- _PROBLEM_:
Transcribe each of the rows below verbatim, changing nothing.

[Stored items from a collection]
━━━━━━━━

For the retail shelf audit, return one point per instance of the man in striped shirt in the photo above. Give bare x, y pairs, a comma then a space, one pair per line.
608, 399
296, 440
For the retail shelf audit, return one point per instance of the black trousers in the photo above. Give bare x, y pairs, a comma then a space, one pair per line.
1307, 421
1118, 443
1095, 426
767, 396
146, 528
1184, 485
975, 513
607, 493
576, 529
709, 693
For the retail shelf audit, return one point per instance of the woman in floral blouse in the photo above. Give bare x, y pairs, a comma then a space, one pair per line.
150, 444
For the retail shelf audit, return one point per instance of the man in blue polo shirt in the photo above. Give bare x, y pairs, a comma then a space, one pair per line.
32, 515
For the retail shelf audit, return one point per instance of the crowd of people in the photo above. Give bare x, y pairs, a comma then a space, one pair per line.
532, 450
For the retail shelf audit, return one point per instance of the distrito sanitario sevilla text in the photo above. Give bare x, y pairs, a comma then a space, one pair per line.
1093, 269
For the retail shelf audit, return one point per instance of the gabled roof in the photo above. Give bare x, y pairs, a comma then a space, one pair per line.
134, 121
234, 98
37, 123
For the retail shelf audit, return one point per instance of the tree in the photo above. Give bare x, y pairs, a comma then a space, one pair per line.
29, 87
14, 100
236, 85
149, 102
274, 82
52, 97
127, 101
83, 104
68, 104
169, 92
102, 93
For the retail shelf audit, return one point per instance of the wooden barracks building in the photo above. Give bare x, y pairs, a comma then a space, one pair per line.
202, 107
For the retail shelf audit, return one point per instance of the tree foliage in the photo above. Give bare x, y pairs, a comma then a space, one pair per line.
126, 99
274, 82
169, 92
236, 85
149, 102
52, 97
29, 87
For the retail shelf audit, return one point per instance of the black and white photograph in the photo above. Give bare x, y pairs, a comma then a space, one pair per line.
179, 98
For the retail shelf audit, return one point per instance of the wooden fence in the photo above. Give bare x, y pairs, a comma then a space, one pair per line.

━━━━━━━━

- _REPLY TO THE TASK_:
For the retail shelf audit, return one point per instance of the man in striped shirt in the photo above. Give bare x, y pairs, a comma then a space, one pair per line.
608, 399
296, 440
For the retail shelf audit, return one point per instance of the black trousers in the photo above. Give bare x, y pairs, a comma then a space, one pair per line.
1307, 421
1118, 443
1095, 426
767, 396
146, 528
1184, 485
975, 513
607, 493
576, 529
709, 693
For the retail shelf audit, return one point per instance of the woman in floral blouse in the photo above. Give bare x, y pairs, a comma then a space, one pair per line.
150, 444
For the retail shelf audit, return one point per instance of the man in blue polo shirt in the photo above. Give bare x, y pairs, a comma then a space, one pair per line.
32, 515
For the retail shelf audit, return one point per instance of the crowd of people in the photo above. Give bare x, y pairs, a comma then a space, one pair per line.
532, 450
For the retail shelf audit, return one point per instance of the distrito sanitario sevilla text in the photo above. Give bare x, y pairs, a comma then a space, one pair per line.
1093, 269
For the retail shelf audit, return one point per instance of the gabled roof in the photo above. Give bare x, y pairs, a comma then a space, one pair per line.
134, 121
234, 98
37, 123
For the retail shelf audit, return one point per instance of the tree in the photo above. Give bare x, y pairs, a comma then a space, one pair per line.
29, 87
14, 100
236, 85
149, 102
274, 82
52, 97
127, 101
83, 104
68, 104
169, 92
102, 93
For the retail shelf audit, return one point per instance of the wooden barracks building in the photo above. Give bare x, y pairs, a comma then a space, one pair per line.
202, 107
For the retail shelf audit, return one point per instance of the tree foliage in the photo above. Give bare x, y pairs, a comma then a space, one pair per line.
126, 99
274, 82
169, 92
236, 85
149, 102
52, 97
29, 87
For the retail shelf audit, return one point per instance of the black and white photograph in the photo above. Give bare x, y pairs, a comma then a space, one pair per line.
179, 98
For the retail shelf audit, return one point per instance of the wooden fence in the photo above. Give bare x, y pairs, a comma then a space, one pair per line.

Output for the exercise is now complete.